-- BEGIN --

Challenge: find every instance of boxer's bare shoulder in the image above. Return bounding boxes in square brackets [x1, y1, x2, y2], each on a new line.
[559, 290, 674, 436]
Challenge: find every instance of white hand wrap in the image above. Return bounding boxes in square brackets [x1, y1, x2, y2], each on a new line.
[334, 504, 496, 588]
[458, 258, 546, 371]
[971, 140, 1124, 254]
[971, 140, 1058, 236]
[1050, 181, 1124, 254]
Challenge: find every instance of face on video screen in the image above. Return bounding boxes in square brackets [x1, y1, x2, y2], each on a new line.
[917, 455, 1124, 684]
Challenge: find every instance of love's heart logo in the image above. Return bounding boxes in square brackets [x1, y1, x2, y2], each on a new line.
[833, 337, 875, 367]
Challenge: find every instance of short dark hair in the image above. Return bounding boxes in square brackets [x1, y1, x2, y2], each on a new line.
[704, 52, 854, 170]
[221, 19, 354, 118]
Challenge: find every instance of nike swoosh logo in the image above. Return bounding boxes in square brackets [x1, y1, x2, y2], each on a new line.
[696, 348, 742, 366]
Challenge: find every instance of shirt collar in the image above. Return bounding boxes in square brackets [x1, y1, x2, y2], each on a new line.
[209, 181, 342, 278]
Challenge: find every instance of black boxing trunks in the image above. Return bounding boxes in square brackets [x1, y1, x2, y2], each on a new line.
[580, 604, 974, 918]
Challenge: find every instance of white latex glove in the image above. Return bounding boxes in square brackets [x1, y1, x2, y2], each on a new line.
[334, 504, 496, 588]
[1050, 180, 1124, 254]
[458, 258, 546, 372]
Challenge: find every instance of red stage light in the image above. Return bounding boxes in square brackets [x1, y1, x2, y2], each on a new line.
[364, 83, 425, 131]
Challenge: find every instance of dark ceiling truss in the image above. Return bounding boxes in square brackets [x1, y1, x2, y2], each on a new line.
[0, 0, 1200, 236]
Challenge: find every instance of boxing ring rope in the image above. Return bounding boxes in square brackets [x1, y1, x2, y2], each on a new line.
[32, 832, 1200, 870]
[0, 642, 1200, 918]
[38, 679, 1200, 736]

-- END --

- WHAT THE EXERCISE ASKS -
Swap "Challenge" for "Exercise" throughout the entries above and reproduce them with no other changes.

- OUTPUT OF THE EXERCISE -
Exercise: find every instance of boxer's bare shoulder in the image above. Return bounding boxes in square brackets [x1, y1, x2, y2], each on a new line.
[559, 290, 674, 436]
Exercise: find every instance of white hand wrap in the image above. Return bounding boxes in square brackets [x1, y1, x2, y2], each on a new line.
[334, 504, 496, 588]
[458, 258, 546, 371]
[971, 140, 1124, 254]
[971, 140, 1058, 236]
[1050, 181, 1124, 254]
Exercise: find every instance of face on video screen in the image above. Return bounding boxes in square brackets [x1, y1, x2, y2], each on a new line.
[917, 455, 1124, 684]
Exercise: find every instance of love's heart logo in the image above. Return bounding boxes in square brackets [x1, y1, x2, y2], each on a new line.
[833, 337, 875, 367]
Exercise: find every instance of short dark hair in the image above. Return bounding boxes in square brackets [x1, y1, x2, y2], each on a new line.
[704, 52, 854, 170]
[221, 19, 354, 118]
Exercise: find every instance of nike swoosh logo in the image above. Return bounding boxes in square brackets [x1, y1, x2, y2], each on a new line.
[696, 348, 742, 366]
Exercise: find every instance of shirt collar in the image above. Return bounding boxes in square brackets [x1, y1, x2, y2], each on a new line.
[209, 181, 342, 278]
Exercise: find every instance of black boxing trunks in the image above. Return bounding boxes in square brackets [x1, y1, x2, y2], each on a new line.
[580, 604, 974, 918]
Exercise: find every instance of white latex glove in the image above. Return bounding boxes in square brackets [x1, y1, x2, y2], each on a new line.
[334, 504, 496, 588]
[1050, 180, 1124, 254]
[458, 258, 546, 372]
Exercise: find every instance of red stage light in the image above. Return bounding boxes in square brackets [x1, y1, x2, y2], each on a new line.
[364, 83, 425, 131]
Exercise: find every instance of dark ceiling truss in the image above. Return bounding boxes in square brackets [x1, y1, x2, y2], each on a new line.
[0, 0, 1200, 236]
Exercise: find every instance of boxing ring rope in the image above. Return bounding boxes in square brackets [x1, y1, x2, y2], each on a new line.
[32, 832, 1200, 870]
[0, 642, 1200, 918]
[38, 679, 1200, 736]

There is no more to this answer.